Cosmopolitan Lodge was consecrated in July 1960, in Zurich, by Swiss, English, and Australian masons who became members of the Order in overseas lodges.
English, the lingua franca, became the official language of the Lodge. These days, most members are Swiss, but many other countries are also well represented. Cosmopolitan Lodge works the Emulation Ritual.
We are currently 80 members. The age bracket ranges from 30 to 92 years, with an average age of approximately 54.
If, after reading the information on this site, you would be interested in becoming a Freemason, we advise that you talk first to a family member, friend, or colleague whom you already know to be a member. They will be able to explain to you what they can about the fraternity and help you find a suitable Lodge. If you don't know anyone who is a member, write to us, providing a brief description of yourself and your reasons for wanting to join. Please see our Contact page.
Freemasonry is a way of living. Its members are expected to be thoughtful to others, kind in the community, honest in their dealings, courteous in society and fair in all things. These attributes are instilled in Masons throughout their Masonic careers.
There are no strangers in Freemasonry, only friends you've yet to meet.
Freemasonry is perhaps the most misunderstood yet popular "secret society" the world has ever known. A simple one-line definition would not satisfactorily describe what Freemasonry is.

****

ACTIONS TO TAKE:
a – Swap "official language" for "working language" and restate the stretch of the Cosmopolitan Lodge text from "English, the lingua" through "the Emulation Ritual.".
b – According to the Cosmopolitan Lodge text, what are all the ways Freemasons are expected to behave?
c – Render this sentence from the Cosmopolitan Lodge text in German: "There are no strangers in Freemasonry, only friends you've yet to meet."

****

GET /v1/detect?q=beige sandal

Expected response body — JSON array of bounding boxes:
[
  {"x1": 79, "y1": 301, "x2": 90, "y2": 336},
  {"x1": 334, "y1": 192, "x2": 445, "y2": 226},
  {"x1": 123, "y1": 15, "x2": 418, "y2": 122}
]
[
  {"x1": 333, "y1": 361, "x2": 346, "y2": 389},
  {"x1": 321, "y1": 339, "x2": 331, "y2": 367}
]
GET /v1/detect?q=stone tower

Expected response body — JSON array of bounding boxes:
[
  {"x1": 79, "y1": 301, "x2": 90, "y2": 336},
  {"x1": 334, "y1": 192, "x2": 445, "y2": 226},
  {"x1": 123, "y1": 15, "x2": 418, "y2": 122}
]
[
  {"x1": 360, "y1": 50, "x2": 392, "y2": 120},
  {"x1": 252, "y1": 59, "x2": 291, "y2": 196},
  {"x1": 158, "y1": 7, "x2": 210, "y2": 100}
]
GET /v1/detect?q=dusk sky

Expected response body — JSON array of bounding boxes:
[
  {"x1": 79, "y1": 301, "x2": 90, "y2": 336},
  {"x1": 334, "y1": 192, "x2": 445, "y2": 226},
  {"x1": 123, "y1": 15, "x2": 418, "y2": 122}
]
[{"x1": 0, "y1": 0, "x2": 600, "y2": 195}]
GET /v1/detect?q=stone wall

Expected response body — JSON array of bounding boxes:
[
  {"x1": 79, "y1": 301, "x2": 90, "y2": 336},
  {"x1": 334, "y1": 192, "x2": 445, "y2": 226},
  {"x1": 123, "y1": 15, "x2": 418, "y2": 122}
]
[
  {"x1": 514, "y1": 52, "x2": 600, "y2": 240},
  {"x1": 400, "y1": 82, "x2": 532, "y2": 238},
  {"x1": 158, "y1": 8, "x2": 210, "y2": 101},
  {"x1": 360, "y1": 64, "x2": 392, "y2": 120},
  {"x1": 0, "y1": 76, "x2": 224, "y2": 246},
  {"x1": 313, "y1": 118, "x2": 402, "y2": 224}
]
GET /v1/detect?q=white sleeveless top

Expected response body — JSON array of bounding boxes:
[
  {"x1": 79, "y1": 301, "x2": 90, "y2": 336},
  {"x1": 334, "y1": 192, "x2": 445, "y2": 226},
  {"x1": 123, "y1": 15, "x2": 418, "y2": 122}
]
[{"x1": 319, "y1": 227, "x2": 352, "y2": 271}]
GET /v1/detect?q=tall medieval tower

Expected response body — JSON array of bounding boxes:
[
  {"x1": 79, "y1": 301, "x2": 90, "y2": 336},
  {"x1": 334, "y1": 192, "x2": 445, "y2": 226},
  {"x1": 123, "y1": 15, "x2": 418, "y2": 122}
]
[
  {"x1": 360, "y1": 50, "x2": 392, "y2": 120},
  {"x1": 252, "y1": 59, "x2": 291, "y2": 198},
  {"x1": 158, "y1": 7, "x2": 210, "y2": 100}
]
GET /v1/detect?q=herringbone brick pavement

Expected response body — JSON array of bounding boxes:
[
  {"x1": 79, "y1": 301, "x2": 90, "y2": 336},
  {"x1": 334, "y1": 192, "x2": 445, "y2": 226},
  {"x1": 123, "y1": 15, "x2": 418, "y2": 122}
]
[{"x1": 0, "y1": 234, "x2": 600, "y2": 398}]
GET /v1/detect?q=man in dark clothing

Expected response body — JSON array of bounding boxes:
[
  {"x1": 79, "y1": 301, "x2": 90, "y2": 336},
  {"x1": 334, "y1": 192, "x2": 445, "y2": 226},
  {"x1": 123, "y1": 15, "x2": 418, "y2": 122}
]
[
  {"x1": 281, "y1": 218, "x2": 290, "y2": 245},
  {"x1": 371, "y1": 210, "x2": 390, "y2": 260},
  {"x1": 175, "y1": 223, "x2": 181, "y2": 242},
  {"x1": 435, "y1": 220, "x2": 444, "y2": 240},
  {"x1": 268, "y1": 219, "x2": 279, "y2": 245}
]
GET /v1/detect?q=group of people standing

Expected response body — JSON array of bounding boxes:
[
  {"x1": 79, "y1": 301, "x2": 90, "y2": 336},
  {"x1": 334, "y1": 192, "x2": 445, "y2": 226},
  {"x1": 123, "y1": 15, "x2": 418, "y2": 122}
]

****

TASK RESULTS:
a –
English, the lingua franca, became the working language of the Lodge. These days, most members are Swiss, but many other countries are also well represented. Cosmopolitan Lodge works the Emulation Ritual.

b –
- Thoughtful to others
- Kind in the community
- Honest in their dealings
- Courteous in society
- Fair in all things

c – In der Freimaurerei gibt es keine Fremden, nur Freunde, die man noch nicht kennengelernt hat.